━━━━━ Document section ━━━━━

This is my Take-home Exercise for critiquing and remaking the data visualization in terms of clarity and aesthetics on graphs.
In this exercise, we will critique the following distribution from a peer in terms of graph’s clarity and aesthetics, and will remake the original design based on the data visualization principles and best practice.
The title of above 6 plots does not explain the context of the visualization. Readers would not know the key message that the graph would like to convey. For example, the title “Distribution of Age” on first graph, it does not point out what does the number of distribution on age present for. Moreover, there are also no lead-in and call-outs to explain any trend or insights.
Arrangement of categorical variables
On graph 2, the arrangement of education level is not readable for users in jumbled order.
On graph 4, the x-axis is arranged based on numbers of participants in descending order. However, it is not intuitive for readers with the false group appearing on the left, followed by the true group. This is quite confusing for readers who expect a logical order of x-axis.
Chart Type in Appropriate
Density plots are useful to quickly visualize the distribution of imbalanced dataset by smoothing out the noise and displaying the peak and good to compare the distribution of two datasets. For graph 5, the distribution is quite flat, which would be hard to detect highest density at first glance.
violin plots are used for comparing multiple data distribution since they are placed side by side. However, the statistical distribution of each category such as mean and medium cannot be observed from it. For instance, readers can only witness that there is less number from house size 1 with 0.75 joviality among three but cannot know the position of statistical values.

━━━━━

[Problem 1]:
According to the critique, how is the x-axis on graph 4 arranged?
[Problem 2]:
Reproduce the critique from "Chart Type in" down to "of statistical values.", substituting "graph 6" for "graph 5".
Rely on the critique alone for your answers.

━━━━━ Data lines ━━━━━

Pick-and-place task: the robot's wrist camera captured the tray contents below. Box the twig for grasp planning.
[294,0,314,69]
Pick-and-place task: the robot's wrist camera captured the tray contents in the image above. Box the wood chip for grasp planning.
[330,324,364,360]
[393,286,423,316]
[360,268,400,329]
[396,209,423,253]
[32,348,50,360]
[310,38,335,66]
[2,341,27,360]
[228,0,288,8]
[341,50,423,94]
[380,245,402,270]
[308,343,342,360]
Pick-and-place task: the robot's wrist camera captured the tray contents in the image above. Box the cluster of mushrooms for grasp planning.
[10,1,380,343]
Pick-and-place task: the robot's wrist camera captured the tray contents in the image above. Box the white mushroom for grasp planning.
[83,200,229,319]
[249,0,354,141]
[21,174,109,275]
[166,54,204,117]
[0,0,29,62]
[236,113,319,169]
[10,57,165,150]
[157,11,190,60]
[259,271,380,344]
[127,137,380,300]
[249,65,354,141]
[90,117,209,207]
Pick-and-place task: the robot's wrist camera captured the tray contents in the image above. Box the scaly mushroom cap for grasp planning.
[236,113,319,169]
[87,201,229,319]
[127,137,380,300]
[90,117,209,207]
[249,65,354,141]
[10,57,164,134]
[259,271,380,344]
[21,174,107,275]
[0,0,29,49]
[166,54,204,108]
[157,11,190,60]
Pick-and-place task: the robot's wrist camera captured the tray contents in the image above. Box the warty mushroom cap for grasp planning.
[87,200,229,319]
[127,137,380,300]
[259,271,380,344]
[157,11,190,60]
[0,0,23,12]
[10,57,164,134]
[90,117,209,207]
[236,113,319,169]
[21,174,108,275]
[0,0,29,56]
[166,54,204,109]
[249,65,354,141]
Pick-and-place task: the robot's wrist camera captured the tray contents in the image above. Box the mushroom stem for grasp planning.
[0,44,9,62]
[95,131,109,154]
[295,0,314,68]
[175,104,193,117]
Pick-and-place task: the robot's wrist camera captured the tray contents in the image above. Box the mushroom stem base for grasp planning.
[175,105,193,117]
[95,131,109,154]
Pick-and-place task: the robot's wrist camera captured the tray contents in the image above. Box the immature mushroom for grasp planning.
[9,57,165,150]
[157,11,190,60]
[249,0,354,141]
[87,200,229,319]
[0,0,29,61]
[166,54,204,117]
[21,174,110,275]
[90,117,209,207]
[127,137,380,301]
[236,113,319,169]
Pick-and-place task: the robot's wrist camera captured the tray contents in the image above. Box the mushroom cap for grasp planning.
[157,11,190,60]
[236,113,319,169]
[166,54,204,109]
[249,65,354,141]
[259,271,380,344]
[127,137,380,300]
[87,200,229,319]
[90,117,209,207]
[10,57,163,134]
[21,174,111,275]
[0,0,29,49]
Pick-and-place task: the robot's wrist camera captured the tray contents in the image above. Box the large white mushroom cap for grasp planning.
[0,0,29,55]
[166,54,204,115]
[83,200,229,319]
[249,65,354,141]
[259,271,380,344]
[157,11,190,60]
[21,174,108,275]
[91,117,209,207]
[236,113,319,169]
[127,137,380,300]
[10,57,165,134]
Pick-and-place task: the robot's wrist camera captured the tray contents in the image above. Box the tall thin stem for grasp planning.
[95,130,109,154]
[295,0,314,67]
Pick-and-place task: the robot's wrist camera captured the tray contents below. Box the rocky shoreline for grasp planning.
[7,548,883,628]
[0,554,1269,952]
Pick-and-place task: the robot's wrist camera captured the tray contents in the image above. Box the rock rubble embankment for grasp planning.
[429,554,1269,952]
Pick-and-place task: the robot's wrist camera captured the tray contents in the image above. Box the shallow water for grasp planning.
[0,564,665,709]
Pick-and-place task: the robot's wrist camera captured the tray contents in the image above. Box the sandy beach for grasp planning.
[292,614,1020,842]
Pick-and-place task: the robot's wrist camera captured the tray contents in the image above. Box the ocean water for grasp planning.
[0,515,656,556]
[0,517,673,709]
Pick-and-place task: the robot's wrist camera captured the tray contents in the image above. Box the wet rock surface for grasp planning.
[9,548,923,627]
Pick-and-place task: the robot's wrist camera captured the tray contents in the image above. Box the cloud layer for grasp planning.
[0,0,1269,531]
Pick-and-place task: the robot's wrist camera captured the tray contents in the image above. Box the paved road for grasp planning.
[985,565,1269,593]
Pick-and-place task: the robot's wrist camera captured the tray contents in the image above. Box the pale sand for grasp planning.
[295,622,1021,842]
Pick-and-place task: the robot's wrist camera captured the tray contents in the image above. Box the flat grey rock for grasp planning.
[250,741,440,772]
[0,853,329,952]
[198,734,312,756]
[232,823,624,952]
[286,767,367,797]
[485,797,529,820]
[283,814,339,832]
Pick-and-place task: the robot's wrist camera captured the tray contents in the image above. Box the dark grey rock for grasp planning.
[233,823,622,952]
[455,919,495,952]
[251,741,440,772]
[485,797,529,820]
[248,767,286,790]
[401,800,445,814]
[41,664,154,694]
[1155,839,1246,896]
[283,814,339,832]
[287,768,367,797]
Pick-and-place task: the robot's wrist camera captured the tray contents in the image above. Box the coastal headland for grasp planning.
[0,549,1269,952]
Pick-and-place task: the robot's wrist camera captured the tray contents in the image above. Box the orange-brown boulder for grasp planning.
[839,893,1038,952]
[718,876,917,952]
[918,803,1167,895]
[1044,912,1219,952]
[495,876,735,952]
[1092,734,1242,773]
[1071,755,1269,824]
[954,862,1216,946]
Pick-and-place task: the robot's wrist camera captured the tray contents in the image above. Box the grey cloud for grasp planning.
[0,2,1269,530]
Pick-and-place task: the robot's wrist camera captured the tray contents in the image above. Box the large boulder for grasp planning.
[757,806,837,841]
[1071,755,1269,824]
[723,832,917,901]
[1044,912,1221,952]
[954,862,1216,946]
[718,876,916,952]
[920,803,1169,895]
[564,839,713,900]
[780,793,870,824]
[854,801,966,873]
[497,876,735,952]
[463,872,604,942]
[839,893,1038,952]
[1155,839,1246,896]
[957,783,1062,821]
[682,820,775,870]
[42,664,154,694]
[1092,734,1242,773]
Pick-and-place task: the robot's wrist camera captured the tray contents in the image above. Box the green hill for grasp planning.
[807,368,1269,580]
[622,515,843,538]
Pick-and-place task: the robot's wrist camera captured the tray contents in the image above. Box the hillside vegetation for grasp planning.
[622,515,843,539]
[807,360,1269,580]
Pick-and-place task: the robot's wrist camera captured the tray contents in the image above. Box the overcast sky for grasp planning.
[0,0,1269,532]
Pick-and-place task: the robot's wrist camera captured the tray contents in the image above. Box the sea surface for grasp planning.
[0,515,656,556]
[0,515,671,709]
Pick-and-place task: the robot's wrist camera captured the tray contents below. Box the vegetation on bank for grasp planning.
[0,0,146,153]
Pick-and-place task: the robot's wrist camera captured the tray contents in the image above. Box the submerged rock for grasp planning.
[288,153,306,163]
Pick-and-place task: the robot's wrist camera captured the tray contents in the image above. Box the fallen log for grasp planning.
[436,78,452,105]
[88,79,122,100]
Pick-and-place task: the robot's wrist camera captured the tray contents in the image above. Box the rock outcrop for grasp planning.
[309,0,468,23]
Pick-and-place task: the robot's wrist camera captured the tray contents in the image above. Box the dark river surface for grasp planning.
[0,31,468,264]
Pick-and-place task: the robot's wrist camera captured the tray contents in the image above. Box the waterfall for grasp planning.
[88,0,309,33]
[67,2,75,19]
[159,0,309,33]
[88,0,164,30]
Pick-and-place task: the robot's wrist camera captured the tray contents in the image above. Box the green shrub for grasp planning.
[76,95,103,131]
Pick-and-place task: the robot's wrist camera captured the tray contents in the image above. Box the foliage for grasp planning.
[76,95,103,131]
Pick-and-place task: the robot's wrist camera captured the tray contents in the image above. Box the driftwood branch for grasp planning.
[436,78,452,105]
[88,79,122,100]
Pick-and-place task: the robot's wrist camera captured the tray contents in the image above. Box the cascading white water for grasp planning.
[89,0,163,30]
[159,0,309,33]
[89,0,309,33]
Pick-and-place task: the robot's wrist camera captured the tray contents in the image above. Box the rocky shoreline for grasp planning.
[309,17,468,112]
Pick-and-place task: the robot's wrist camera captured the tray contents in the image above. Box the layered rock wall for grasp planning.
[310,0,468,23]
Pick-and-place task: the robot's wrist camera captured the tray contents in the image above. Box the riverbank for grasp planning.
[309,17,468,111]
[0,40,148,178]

━━━━━

[Correct result 1]:
By number of participants, in descending order.

[Correct result 2]:
Chart Type in Appropriate
Density plots are useful to quickly visualize the distribution of imbalanced dataset by smoothing out the noise and displaying the peak and good to compare the distribution of two datasets. For graph 6, the distribution is quite flat, which would be hard to detect highest density at first glance.
violin plots are used for comparing multiple data distribution since they are placed side by side. However, the statistical distribution of each category such as mean and medium cannot be observed from it. For instance, readers can only witness that there is less number from house size 1 with 0.75 joviality among three but cannot know the position of statistical values.